# start of Passage
I am getting hit numerous times by crawlers on a page which triggers an API call. I would like to limit access to that page for bots who do not respect my robots.txt.
Note: This question is not a duplicate.. I want rate limiting not IP blacklisting.
I am getting hit numerous times by crawlers on a page which triggers an API call. I would like to limit access to that page for bots who do not respect my robots.txt.
Note: This question is not a duplicate.. I want rate limiting not IP blacklisting.
Check out the gem: Rack::Attack!
Battle-tested in production environments.
If you are using redis in your project you can very simply implement requests counter for API request. This approach allows you not to just limit robots access, but limit different API request using different policies based on your preferences. Take a loook on this gem or follow this guide if you want to implement limit by yourself.
So, for anyone interested, I found an alternative solution that works without adding rack attack or redis. It's a little hacky, but hey, it might help someone else.
count = 0
unless Rails.cache.read("user_ip_#{get_ip}_count").nil?
count = Rails.cache.read("user_ip_#{get_ip}_count") + 1
if count > 20
flash[:error] = "You're doing that too much. Slow down."
redirect_to root_path and return false
end
end
Rails.cache.write("user_ip_#{get_ip}_count", count, :expires_in => 60.minutes)
This limits any requests to the geocoder to 20/hour. For testing purposes:
def get_ip
if Rails.env.production?
@ip = request.remote_ip
else
@ip = "{YOUR_IP}"
end
end
Update
I thought this was a great idea, but it turns out it doesn't work due to changing IP addresses of crawlers. I have instead implemented this rather simple code:
if request.bot?
Rails.logger.info "Bot Request Denied from #{get_ip}"
flash[:error] = "Bot detected."
redirect_to root_path and return false
end
Using this handy rails gem: voight_kampff
# end of Passage
Written problem A: Reproduce the listing verbatim, beginning with its first line and continuing through the line containing "117 85 L 68", with both of those lines included.
# start of The records
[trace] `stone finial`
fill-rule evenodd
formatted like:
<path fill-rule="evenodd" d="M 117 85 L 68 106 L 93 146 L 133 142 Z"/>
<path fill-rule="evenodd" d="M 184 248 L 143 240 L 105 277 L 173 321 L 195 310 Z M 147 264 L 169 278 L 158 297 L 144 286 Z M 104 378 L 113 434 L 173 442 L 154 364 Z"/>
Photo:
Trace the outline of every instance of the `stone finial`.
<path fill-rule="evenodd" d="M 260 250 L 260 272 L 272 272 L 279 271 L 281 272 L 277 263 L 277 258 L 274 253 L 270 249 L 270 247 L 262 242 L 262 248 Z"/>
# end of The records
Written problem B: In the thread about limiting bot access, why did the cache-based limit by IP address turn out not to work?

Final answer A:
[trace] `stone finial`
fill-rule evenodd
formatted like:
<path fill-rule="evenodd" d="M 117 85 L 68 106 L 93 146 L 133 142 Z"/>

Final answer B: The crawlers kept changing their IP addresses.